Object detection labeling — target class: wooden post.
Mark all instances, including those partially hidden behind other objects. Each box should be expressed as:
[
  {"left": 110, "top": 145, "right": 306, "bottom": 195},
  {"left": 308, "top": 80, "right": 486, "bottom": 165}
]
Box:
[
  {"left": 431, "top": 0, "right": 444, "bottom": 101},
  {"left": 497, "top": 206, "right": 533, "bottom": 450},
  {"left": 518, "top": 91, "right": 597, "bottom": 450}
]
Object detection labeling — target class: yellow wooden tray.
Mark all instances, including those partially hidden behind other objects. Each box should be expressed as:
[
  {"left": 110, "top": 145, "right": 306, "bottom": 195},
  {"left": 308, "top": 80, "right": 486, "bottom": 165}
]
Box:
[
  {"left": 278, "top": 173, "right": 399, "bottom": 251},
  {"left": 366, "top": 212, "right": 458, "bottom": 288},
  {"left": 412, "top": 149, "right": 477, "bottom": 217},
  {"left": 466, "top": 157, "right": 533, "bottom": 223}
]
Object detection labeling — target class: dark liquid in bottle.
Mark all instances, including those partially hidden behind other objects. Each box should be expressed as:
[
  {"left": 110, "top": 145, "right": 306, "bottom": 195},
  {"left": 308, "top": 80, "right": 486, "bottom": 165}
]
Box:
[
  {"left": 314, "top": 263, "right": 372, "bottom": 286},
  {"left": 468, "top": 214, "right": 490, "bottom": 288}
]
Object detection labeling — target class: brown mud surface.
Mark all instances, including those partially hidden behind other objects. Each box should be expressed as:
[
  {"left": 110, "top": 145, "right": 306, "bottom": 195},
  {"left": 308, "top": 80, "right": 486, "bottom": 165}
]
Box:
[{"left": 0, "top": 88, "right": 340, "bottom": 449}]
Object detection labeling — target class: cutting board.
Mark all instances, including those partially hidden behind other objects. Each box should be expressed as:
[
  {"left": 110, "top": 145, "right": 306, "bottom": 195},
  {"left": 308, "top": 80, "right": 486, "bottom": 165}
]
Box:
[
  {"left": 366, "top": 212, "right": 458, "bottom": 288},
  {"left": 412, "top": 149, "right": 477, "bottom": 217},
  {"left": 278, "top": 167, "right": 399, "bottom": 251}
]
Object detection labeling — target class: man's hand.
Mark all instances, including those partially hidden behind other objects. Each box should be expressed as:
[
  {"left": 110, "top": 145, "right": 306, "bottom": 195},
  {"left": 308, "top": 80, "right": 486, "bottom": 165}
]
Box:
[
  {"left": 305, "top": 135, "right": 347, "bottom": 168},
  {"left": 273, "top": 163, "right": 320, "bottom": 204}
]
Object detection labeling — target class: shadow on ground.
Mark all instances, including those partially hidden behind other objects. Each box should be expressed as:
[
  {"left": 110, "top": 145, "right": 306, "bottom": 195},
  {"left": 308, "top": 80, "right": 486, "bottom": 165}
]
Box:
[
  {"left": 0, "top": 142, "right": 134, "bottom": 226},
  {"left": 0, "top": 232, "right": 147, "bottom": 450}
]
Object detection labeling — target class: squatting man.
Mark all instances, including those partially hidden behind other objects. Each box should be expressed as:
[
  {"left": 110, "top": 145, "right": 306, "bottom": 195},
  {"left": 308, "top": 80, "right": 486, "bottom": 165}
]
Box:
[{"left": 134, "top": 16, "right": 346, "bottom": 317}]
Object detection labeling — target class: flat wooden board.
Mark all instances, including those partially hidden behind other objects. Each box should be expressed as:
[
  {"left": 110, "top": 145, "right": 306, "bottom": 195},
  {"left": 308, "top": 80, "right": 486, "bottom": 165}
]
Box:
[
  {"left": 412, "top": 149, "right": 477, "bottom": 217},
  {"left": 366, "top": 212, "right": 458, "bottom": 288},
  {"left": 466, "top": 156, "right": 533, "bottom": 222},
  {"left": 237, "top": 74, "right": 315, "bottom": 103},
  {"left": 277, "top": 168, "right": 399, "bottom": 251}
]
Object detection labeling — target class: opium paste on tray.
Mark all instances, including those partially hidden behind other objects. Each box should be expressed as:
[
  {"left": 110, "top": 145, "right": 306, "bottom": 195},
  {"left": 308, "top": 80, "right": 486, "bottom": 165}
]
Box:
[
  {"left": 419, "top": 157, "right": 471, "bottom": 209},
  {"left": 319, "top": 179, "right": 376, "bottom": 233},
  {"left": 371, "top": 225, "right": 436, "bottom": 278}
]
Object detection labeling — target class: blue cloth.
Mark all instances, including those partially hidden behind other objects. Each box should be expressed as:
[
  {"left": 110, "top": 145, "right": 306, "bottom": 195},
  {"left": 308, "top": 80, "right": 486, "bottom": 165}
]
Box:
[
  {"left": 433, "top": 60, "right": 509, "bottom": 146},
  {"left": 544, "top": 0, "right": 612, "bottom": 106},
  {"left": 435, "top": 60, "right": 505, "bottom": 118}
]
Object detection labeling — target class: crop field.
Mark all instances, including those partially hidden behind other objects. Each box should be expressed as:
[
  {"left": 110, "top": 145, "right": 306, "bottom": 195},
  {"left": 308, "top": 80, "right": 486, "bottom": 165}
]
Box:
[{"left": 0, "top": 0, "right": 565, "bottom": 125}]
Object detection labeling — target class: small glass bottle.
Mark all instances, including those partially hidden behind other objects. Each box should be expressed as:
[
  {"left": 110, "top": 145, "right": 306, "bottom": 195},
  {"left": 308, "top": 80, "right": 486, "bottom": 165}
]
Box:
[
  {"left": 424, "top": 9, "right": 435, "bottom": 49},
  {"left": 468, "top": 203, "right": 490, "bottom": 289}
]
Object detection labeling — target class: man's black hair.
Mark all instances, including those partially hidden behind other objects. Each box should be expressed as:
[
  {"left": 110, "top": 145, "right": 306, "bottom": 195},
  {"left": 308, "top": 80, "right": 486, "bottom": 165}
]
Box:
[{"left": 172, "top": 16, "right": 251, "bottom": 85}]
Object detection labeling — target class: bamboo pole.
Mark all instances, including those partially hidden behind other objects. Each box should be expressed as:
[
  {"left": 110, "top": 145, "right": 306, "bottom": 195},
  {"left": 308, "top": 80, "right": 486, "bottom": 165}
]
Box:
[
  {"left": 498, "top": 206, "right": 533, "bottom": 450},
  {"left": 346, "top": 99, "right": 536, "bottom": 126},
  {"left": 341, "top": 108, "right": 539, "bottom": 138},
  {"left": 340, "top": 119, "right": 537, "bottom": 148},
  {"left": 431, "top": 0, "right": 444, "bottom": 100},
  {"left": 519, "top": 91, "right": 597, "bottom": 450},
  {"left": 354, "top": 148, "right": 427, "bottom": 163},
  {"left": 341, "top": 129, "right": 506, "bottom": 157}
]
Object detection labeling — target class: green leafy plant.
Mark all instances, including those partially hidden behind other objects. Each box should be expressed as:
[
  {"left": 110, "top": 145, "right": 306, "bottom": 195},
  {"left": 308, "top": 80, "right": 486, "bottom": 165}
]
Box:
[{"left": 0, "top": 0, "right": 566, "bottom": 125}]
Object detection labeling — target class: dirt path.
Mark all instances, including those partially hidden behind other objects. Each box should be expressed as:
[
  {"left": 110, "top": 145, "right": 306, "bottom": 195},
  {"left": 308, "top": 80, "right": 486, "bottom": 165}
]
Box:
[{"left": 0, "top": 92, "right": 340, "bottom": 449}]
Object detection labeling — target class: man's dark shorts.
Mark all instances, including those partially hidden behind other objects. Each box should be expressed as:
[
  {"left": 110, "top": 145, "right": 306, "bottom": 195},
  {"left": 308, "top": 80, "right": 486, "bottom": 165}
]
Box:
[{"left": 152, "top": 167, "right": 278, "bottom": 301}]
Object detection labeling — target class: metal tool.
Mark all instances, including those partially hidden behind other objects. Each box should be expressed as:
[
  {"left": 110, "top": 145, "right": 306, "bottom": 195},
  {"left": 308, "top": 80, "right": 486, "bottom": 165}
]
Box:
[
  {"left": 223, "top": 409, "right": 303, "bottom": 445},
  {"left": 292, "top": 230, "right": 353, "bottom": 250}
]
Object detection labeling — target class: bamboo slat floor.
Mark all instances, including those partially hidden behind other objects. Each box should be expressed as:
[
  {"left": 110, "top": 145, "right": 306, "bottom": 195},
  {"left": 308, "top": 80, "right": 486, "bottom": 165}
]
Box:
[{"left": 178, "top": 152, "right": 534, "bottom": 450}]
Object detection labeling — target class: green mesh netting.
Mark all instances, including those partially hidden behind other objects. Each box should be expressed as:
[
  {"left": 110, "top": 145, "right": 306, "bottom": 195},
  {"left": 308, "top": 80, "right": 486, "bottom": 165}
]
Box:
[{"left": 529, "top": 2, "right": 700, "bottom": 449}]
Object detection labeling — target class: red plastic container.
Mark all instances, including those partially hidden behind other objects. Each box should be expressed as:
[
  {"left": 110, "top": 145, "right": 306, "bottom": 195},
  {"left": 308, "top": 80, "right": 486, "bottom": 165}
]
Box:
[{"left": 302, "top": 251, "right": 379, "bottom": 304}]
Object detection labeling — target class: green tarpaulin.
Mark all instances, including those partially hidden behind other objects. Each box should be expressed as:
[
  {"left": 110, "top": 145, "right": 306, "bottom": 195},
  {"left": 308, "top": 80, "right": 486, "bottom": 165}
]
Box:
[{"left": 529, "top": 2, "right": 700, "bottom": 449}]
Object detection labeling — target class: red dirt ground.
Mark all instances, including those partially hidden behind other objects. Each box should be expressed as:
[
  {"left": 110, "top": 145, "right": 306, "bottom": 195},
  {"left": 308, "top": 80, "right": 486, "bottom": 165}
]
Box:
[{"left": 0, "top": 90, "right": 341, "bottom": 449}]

• • • • •

WHAT IS NEEDED: Every line containing the string "green" is required; copy each such line from the data.

RESPONSE BOX:
Object detection labeling — target class: green leafy plant.
Object detection labeling — target class: green mesh netting.
Object detection labeling — target class: green tarpaulin.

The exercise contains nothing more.